• CONSIGNE: Recopiez mot pour mot l'intégralité de l'article sur Karadzic et Mladic.

• TEXTE DE LECTURE:
***

Les Serbes Karadzic et Mladic auraient été sciemment épargnés
[2007-09-09 11:58]par Thierry Levêque
PARIS (Reuters) - La France, les Etats-Unis, la Grande-Bretagne et la Russie ont sciemment laissé en liberté les dirigeants serbes Radovan Karadzic et Ratko Mladic, poursuivis pour génocide dans le conflit bosniaque (1992-95), affirme une ancienne collaboratrice de Carla Del Ponte dans un livre qui paraît lundi en France.
Ces pays auraient agi ainsi pour éviter qu'un procès ne mette en lumière le fait qu'ils connaissaient avant 1995 les projets du président yougoslave Slobodan Milosevic, instigateur du conflit, mais sont restés inactifs lors des hostilités et ont négocié avec tous les protagonistes, avance dans "Paix et châtiment" Florence Hartmann.
Cette ancienne journaliste du Monde, porte-parole du procureur du Tribunal pénal international pour l'ex-Yougoslavie (TPIY), Carla Del Ponte, de 2000 à 2006, dit écrire en qualité de témoin direct d'entretiens et réunions stratégiques.
Contacté par Reuters, le bureau de Jacques Chirac a rappelé les engagements publics de l'ex-président à arrêter les fuyards. Le Quai d'Orsay juge les accusations infondées. "La France a apporté, apporte et apportera son soutien politique total à l'action du TPIY", a dit un porte-parole à Reuters.
"Karadzic et Mladic n'ont pas été traduits en justice pour ne pas raviver le souvenir du choix inavouable des grandes démocraties occidentales de sacrifier la population de Srebrenica en l'abandonnant sciemment à ses tortionnaires, puis en privant ses survivants de leurs terres et d'un jugement", écrit Florence Hartmann.

***

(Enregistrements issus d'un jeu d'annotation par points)
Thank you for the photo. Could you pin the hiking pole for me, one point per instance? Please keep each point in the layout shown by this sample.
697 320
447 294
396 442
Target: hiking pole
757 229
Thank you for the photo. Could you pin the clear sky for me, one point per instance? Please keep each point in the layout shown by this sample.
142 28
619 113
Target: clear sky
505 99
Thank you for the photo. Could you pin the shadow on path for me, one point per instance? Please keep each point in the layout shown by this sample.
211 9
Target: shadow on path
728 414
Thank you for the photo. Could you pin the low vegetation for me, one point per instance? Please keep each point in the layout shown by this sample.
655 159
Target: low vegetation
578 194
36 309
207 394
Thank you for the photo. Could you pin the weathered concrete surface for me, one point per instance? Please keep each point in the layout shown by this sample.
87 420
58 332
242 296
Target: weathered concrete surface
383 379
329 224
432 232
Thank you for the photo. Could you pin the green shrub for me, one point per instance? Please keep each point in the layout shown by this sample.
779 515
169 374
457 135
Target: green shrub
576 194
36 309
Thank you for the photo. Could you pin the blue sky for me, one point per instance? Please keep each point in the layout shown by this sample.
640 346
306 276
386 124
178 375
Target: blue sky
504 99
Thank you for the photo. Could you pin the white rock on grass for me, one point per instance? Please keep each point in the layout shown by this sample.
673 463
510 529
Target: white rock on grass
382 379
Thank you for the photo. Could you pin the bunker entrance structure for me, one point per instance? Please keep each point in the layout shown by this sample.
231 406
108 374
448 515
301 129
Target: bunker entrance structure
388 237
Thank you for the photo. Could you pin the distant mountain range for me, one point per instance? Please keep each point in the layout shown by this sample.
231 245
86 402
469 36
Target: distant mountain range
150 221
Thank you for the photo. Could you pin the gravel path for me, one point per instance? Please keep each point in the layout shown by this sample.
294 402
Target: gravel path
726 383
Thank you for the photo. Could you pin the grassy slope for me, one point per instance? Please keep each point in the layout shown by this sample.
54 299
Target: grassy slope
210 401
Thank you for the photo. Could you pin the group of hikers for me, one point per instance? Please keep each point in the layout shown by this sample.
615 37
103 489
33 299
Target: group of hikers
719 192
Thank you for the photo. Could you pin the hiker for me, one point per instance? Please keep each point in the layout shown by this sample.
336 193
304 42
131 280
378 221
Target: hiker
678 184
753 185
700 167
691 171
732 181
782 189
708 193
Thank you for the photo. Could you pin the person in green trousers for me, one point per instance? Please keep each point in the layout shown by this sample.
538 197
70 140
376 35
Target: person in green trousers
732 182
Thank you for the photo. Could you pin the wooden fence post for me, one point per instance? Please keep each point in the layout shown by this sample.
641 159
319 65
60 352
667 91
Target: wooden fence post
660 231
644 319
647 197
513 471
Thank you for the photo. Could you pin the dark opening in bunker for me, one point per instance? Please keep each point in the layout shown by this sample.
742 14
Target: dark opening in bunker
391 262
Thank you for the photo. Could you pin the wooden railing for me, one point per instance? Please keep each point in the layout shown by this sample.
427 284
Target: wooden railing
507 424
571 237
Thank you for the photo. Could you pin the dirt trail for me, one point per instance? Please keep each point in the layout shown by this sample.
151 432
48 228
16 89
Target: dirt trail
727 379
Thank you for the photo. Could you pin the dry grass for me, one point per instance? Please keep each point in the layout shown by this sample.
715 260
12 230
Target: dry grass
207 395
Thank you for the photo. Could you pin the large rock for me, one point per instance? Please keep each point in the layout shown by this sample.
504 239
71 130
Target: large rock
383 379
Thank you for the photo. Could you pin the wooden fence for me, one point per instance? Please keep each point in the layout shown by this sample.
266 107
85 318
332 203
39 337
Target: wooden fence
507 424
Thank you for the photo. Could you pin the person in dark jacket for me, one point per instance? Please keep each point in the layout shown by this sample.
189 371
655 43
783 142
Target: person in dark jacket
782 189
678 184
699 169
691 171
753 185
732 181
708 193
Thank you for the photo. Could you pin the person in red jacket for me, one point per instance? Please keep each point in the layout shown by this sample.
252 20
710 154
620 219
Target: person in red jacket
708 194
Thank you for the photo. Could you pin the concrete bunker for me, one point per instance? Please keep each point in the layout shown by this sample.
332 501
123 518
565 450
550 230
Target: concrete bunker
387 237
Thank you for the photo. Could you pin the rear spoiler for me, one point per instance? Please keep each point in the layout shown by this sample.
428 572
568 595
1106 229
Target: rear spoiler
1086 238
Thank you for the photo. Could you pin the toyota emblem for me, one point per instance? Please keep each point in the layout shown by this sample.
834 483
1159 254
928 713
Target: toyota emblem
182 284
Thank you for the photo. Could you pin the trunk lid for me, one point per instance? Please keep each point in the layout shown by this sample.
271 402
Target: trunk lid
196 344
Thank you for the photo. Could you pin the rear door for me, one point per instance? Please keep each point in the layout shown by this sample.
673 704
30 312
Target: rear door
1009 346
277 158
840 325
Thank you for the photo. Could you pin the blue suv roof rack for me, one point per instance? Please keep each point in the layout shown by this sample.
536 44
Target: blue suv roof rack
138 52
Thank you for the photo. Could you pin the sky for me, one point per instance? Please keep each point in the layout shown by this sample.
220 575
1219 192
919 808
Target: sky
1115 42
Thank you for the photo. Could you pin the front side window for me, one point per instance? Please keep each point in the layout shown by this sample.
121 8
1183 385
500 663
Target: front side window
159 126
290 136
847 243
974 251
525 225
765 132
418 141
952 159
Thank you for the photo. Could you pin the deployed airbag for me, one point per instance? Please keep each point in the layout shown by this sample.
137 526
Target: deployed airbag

***

• PRODUCTION ATTENDUE:
Les Serbes Karadzic et Mladic auraient été sciemment épargnés
[2007-09-09 11:58]par Thierry Levêque
PARIS (Reuters) - La France, les Etats-Unis, la Grande-Bretagne et la Russie ont sciemment laissé en liberté les dirigeants serbes Radovan Karadzic et Ratko Mladic, poursuivis pour génocide dans le conflit bosniaque (1992-95), affirme une ancienne collaboratrice de Carla Del Ponte dans un livre qui paraît lundi en France.
Ces pays auraient agi ainsi pour éviter qu'un procès ne mette en lumière le fait qu'ils connaissaient avant 1995 les projets du président yougoslave Slobodan Milosevic, instigateur du conflit, mais sont restés inactifs lors des hostilités et ont négocié avec tous les protagonistes, avance dans "Paix et châtiment" Florence Hartmann.
Cette ancienne journaliste du Monde, porte-parole du procureur du Tribunal pénal international pour l'ex-Yougoslavie (TPIY), Carla Del Ponte, de 2000 à 2006, dit écrire en qualité de témoin direct d'entretiens et réunions stratégiques.
Contacté par Reuters, le bureau de Jacques Chirac a rappelé les engagements publics de l'ex-président à arrêter les fuyards. Le Quai d'Orsay juge les accusations infondées. "La France a apporté, apporte et apportera son soutien politique total à l'action du TPIY", a dit un porte-parole à Reuters.
"Karadzic et Mladic n'ont pas été traduits en justice pour ne pas raviver le souvenir du choix inavouable des grandes démocraties occidentales de sacrifier la population de Srebrenica en l'abandonnant sciemment à ses tortionnaires, puis en privant ses survivants de leurs terres et d'un jugement", écrit Florence Hartmann.